Input rows:
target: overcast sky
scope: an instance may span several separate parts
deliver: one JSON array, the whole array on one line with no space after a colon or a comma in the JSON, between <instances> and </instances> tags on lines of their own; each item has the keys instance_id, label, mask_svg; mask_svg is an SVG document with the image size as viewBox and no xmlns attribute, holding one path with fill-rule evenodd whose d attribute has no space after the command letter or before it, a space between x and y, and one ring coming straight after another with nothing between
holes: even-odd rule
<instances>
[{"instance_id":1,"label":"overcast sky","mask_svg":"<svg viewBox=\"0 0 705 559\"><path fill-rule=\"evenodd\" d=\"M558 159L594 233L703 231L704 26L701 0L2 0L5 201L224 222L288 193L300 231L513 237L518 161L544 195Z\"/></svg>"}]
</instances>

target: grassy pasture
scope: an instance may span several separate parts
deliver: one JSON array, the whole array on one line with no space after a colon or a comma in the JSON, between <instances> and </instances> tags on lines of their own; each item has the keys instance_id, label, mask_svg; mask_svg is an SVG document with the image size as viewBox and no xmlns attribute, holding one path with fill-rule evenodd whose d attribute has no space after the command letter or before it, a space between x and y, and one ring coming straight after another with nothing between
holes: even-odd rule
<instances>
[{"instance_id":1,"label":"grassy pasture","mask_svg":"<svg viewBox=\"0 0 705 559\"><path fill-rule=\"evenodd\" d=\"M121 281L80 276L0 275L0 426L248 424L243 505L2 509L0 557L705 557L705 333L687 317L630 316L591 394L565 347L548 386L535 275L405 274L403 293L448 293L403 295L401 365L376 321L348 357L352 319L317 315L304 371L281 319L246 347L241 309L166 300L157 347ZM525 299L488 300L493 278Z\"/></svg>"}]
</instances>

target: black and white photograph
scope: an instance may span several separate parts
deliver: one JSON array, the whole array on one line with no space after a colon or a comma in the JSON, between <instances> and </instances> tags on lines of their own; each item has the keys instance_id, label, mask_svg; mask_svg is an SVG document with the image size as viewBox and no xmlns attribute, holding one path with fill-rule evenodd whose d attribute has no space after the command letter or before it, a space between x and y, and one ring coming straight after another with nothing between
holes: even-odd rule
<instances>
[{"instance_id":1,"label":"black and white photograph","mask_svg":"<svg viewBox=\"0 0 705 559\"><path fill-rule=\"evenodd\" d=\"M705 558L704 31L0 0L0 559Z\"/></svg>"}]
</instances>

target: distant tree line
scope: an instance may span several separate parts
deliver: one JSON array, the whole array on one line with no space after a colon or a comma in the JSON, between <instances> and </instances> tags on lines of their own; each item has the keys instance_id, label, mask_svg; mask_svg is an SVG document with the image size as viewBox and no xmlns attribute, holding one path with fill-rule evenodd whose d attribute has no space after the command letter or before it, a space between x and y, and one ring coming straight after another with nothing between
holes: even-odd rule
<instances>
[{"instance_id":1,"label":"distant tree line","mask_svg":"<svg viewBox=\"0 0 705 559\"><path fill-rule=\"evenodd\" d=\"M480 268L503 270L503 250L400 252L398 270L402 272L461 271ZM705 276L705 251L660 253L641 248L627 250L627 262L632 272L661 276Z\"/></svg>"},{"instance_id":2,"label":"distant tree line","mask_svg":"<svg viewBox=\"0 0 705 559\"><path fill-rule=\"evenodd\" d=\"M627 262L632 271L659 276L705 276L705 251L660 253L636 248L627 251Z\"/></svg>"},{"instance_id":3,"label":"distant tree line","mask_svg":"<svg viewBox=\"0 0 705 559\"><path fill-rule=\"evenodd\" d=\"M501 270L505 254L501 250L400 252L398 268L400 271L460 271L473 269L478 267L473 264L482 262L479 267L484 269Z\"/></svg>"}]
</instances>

Task instructions: Can you convert the records, starting at the line that contains "target: distant tree line" and ending with the last line of the records, into a Markdown table with the columns Row and Line, skipping any blank lines?

Response to the exercise:
| Row | Line |
|---|---|
| 1 | target: distant tree line |
| 2 | scope: an instance may span several separate parts |
| 3 | deliver: one JSON array, the whole array on one line with no space after a colon or a comma in the JSON, between <instances> and </instances> tags on lines of their own; each item has the keys instance_id, label, mask_svg; mask_svg is an SVG document with the image size as viewBox and no xmlns attribute, holding one path with fill-rule evenodd whose d attribute has no space after the command letter or before it, a space between x and y, and one ring coming straight after another with nothing between |
| 4 | holes: even-odd rule |
| 5 | <instances> |
| 6 | [{"instance_id":1,"label":"distant tree line","mask_svg":"<svg viewBox=\"0 0 705 559\"><path fill-rule=\"evenodd\" d=\"M480 268L503 270L503 250L400 252L398 270L402 272L461 271ZM705 276L705 251L660 253L641 248L627 250L627 262L632 272L661 276Z\"/></svg>"},{"instance_id":2,"label":"distant tree line","mask_svg":"<svg viewBox=\"0 0 705 559\"><path fill-rule=\"evenodd\" d=\"M627 262L632 271L659 276L705 276L705 251L660 253L636 248L627 251Z\"/></svg>"},{"instance_id":3,"label":"distant tree line","mask_svg":"<svg viewBox=\"0 0 705 559\"><path fill-rule=\"evenodd\" d=\"M501 270L505 254L501 250L400 252L398 268L400 271L460 271L473 269L478 267L473 264L482 262L479 267L484 269Z\"/></svg>"}] |
| 7 | </instances> |